::: Supplied records :::

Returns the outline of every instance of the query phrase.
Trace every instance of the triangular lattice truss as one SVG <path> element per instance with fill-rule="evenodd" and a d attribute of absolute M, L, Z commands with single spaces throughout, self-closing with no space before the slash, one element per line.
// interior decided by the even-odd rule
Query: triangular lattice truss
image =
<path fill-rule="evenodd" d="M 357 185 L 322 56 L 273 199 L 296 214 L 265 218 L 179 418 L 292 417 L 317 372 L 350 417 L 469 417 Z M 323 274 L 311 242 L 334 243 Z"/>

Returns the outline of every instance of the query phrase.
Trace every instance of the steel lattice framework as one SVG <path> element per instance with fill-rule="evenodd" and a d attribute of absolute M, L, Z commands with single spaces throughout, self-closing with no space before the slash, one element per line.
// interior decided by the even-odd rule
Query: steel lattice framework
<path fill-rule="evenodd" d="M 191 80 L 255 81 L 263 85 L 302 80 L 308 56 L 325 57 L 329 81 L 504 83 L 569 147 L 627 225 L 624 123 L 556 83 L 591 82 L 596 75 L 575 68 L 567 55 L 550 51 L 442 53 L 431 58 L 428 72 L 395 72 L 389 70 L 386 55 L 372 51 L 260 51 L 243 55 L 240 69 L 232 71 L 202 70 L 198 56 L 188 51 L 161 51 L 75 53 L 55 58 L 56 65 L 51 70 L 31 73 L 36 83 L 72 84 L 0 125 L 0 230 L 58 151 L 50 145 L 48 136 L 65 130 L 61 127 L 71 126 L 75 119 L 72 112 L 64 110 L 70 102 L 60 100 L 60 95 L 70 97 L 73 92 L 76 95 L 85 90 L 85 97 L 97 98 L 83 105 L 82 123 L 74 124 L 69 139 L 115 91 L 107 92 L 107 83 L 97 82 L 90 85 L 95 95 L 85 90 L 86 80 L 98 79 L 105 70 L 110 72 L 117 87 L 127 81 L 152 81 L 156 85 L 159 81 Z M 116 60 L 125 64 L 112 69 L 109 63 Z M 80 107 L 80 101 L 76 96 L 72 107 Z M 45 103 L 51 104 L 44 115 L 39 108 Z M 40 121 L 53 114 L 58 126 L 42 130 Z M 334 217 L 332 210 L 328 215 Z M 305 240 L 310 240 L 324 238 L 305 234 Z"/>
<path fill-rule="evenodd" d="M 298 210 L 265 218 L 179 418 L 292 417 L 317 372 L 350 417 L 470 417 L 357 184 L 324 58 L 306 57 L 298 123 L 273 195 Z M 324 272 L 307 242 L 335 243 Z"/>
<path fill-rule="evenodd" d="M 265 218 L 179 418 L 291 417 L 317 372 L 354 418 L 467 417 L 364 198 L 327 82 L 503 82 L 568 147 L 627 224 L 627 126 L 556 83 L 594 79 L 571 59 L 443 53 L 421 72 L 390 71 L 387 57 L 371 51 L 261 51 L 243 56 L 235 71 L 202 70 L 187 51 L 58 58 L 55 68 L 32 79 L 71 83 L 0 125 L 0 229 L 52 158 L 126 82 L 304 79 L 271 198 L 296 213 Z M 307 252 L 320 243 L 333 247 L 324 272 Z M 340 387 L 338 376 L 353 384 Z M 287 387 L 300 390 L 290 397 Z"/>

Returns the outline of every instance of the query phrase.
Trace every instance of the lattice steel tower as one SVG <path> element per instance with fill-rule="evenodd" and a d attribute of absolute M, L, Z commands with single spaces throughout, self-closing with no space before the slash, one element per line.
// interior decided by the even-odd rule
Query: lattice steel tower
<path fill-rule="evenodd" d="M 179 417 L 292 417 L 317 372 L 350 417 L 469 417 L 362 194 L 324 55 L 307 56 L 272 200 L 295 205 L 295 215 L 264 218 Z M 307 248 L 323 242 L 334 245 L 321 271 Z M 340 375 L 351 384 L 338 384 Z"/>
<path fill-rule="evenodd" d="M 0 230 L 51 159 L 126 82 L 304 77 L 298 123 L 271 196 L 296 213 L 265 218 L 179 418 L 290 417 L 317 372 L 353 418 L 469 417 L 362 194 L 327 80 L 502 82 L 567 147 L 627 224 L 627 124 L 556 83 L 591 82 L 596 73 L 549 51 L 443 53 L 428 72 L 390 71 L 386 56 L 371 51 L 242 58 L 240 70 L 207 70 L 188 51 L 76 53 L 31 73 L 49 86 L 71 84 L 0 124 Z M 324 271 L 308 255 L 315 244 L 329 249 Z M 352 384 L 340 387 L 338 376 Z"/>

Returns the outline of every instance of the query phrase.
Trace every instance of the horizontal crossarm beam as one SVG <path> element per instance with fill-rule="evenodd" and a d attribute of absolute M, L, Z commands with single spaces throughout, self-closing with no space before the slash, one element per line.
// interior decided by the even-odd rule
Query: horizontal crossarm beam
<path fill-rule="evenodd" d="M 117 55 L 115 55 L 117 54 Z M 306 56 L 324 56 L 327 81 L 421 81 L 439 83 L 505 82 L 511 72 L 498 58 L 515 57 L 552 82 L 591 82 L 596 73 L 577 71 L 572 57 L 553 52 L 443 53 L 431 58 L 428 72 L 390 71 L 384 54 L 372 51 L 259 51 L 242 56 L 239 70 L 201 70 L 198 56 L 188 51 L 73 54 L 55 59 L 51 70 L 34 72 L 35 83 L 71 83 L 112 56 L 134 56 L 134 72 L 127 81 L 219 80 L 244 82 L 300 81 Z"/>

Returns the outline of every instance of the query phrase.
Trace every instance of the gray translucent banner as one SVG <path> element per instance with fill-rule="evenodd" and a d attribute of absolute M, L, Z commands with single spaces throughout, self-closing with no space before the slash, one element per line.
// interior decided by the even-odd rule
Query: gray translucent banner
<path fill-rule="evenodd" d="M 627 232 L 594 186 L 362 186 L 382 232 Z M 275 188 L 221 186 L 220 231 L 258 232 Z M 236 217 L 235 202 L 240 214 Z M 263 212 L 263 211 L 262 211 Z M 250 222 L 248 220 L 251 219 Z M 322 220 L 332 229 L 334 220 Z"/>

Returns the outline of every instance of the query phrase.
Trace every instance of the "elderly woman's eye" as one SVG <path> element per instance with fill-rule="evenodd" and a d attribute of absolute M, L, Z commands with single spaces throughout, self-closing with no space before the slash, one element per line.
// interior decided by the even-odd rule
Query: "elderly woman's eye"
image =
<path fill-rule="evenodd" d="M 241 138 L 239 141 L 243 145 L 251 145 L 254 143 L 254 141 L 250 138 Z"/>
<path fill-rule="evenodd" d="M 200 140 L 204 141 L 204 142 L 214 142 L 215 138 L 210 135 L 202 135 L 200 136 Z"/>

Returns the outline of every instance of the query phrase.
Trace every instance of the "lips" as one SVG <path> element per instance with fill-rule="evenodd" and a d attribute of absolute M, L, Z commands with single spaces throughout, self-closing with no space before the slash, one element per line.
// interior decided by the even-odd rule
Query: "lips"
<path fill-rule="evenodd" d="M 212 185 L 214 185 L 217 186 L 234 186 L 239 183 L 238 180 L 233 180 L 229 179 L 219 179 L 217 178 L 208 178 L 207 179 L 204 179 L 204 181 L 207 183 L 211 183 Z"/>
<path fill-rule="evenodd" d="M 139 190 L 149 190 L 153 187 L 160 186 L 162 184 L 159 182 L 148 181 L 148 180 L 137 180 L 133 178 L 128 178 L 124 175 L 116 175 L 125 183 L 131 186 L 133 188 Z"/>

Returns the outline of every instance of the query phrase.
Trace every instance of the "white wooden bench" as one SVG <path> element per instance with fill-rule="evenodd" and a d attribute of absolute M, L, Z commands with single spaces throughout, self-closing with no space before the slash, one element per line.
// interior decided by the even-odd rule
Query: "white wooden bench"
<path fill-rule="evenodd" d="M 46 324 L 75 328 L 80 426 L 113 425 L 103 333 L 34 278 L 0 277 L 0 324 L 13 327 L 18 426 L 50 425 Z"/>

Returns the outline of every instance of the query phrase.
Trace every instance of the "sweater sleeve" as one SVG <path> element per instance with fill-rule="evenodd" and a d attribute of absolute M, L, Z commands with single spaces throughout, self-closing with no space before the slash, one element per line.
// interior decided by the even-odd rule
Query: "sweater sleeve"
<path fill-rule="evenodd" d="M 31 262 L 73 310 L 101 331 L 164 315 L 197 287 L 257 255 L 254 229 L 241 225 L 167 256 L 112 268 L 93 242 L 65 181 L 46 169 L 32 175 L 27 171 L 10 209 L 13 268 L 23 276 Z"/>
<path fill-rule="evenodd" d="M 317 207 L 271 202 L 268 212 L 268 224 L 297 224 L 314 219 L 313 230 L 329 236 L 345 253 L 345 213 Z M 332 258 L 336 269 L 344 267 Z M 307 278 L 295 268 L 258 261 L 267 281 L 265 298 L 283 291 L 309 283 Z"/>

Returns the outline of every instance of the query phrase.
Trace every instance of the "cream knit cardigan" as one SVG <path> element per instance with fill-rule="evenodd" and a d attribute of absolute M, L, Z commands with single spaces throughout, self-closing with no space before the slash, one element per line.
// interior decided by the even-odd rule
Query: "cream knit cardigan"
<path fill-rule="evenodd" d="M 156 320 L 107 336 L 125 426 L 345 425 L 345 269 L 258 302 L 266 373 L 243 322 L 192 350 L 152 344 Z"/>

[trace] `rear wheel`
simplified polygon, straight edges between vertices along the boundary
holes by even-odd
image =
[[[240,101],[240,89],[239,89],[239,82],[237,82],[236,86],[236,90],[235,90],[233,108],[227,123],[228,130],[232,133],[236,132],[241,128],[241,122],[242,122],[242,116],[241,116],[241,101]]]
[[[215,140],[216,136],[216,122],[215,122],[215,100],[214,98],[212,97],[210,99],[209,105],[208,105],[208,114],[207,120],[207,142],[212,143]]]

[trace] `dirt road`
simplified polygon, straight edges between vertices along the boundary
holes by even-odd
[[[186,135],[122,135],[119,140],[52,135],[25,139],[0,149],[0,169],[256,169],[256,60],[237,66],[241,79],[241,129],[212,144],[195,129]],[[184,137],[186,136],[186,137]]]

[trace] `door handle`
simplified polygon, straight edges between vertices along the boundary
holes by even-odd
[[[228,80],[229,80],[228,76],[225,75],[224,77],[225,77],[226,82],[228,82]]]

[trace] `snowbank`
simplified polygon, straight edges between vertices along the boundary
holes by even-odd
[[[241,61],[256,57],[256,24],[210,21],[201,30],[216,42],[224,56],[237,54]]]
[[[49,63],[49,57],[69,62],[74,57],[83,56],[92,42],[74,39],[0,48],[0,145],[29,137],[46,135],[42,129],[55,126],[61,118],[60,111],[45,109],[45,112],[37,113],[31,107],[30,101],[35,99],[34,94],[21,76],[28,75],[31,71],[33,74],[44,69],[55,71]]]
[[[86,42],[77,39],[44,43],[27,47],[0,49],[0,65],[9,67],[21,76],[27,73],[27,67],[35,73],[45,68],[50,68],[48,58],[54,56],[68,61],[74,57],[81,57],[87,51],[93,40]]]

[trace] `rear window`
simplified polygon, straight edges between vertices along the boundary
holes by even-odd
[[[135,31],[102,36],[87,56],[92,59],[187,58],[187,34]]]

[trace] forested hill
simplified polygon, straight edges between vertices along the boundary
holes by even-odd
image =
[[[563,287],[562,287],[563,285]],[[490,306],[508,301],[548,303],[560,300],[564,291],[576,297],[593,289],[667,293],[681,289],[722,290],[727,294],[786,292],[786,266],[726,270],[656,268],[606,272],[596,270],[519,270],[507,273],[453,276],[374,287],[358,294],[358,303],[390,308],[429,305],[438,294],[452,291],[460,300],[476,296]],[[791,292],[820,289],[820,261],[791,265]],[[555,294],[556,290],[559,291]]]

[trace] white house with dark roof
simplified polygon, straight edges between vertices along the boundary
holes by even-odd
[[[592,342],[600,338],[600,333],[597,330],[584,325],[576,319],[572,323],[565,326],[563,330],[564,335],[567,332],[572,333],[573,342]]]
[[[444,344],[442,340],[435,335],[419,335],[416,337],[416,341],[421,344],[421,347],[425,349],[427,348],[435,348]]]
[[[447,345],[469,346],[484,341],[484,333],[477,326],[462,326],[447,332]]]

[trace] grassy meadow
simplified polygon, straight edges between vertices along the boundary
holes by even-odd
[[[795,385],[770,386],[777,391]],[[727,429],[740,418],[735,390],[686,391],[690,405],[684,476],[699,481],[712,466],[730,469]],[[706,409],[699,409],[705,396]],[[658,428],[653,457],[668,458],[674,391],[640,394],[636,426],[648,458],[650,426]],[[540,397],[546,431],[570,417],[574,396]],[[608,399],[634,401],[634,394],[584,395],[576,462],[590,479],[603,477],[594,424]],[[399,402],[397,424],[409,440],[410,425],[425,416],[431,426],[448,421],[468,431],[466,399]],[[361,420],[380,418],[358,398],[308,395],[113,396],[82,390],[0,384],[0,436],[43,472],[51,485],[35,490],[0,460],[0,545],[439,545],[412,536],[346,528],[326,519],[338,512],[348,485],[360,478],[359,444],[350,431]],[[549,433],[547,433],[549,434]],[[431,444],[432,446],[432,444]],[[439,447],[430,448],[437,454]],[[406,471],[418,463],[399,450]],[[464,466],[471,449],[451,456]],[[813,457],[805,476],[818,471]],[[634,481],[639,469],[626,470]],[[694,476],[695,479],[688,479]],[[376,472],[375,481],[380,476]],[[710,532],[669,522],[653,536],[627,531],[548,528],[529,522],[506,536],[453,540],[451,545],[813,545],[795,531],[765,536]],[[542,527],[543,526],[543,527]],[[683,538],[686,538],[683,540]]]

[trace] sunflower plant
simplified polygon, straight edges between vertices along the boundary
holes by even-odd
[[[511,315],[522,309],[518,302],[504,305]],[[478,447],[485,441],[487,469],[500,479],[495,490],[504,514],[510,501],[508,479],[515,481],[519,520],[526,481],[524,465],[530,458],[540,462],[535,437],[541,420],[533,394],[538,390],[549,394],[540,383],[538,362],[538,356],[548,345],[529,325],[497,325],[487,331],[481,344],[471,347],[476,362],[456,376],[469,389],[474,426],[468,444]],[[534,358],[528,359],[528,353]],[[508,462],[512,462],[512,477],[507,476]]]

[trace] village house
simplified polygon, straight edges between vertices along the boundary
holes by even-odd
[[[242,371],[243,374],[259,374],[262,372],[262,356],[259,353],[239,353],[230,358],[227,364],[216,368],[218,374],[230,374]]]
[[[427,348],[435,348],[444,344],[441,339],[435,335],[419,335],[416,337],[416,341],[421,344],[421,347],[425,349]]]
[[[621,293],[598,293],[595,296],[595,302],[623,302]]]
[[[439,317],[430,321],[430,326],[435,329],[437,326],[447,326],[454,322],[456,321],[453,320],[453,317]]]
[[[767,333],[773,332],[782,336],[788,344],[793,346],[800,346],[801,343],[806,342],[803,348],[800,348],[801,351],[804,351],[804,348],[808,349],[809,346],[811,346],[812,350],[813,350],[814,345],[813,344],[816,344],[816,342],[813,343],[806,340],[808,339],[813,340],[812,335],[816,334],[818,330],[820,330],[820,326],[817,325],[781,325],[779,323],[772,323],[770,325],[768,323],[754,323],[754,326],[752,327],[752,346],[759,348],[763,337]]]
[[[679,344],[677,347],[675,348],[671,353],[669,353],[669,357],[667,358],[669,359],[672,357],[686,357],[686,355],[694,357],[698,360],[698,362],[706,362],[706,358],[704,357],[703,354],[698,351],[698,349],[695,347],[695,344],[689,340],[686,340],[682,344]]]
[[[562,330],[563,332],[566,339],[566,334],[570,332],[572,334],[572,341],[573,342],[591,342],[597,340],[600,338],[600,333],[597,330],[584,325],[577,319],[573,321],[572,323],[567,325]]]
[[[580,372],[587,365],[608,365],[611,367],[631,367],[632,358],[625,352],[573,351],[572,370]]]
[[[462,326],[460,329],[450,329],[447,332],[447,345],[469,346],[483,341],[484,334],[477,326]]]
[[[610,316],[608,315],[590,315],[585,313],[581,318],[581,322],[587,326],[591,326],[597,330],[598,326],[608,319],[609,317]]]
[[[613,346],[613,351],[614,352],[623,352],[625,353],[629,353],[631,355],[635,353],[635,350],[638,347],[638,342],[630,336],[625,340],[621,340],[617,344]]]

:::

Please count the lines in the records above that contain the word "banner". Give only the number.

2